— START DOCUMENT PASSAGE —

Kadhal Rojavae () is a 2000 Indian Tamil-language romance film directed by Keyaar, which was a remake of the 1991 Hindi film Dil Hai Ke Manta Nahin  by Mahesh Bhatt. The film stars newcomers George Vishnu and Pooja Kumar, while Sarath Babu, Charle and S. S. Chandran play supporting roles. The film's music is composed by Ilaiyaraaja.

Cast

George Vishnu as Vishnu
Pooja Kumar as Pooja
Sarath Babu as Sarath
S. S. Chandran as Dixon
Charle as Nixon
Alex as Gang leader
Suryakanth as Henchman
O. A. K. Sundar as Henchman
Sujith Sagar as Arun
Thyagu as Sadasivam
Loose Mohan as Bus conductor
R. S. Shivaji as Mechanic
Madhan Bob as Hotel manager
S. N. Vasanth as Vishnu's friend
Balu Anand as Van driver
Vengal Rao as Henchman
Keyaar as Himself (cameo appearance)

— END DOCUMENT PASSAGE —
— START ROWS —

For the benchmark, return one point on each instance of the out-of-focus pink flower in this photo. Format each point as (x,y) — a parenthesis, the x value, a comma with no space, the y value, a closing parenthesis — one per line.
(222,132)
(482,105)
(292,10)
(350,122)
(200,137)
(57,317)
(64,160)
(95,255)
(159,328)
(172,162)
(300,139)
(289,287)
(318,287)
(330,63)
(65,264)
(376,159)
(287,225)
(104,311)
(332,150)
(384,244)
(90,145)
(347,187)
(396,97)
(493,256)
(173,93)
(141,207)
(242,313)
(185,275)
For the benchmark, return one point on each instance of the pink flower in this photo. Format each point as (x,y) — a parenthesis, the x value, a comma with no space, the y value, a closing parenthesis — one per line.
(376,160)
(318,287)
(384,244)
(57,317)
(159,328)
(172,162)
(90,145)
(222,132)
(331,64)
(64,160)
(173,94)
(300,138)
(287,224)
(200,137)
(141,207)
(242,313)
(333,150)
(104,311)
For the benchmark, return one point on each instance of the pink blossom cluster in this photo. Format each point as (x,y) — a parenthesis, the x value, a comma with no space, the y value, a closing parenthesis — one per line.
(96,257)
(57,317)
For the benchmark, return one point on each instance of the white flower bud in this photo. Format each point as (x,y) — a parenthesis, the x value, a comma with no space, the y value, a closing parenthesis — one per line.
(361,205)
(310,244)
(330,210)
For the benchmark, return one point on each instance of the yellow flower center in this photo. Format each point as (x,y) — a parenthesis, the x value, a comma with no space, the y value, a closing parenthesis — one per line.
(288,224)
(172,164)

— END ROWS —

> [SHORT EXERCISE 1]: Please restate the Kadhal Rojavae passage starting at the words "Kadhal Rojavae ()" and stopping after "composed by Ilaiyaraaja.", switching "newcomers" to "debutants".
> [SHORT EXERCISE 2]: In the Kadhal Rojavae passage, who composed the film's music?

> [RESULT 1]:
Kadhal Rojavae () is a 2000 Indian Tamil-language romance film directed by Keyaar, which was a remake of the 1991 Hindi film Dil Hai Ke Manta Nahin  by Mahesh Bhatt. The film stars debutants George Vishnu and Pooja Kumar, while Sarath Babu, Charle and S. S. Chandran play supporting roles. The film's music is composed by Ilaiyaraaja.

> [RESULT 2]: Ilaiyaraaja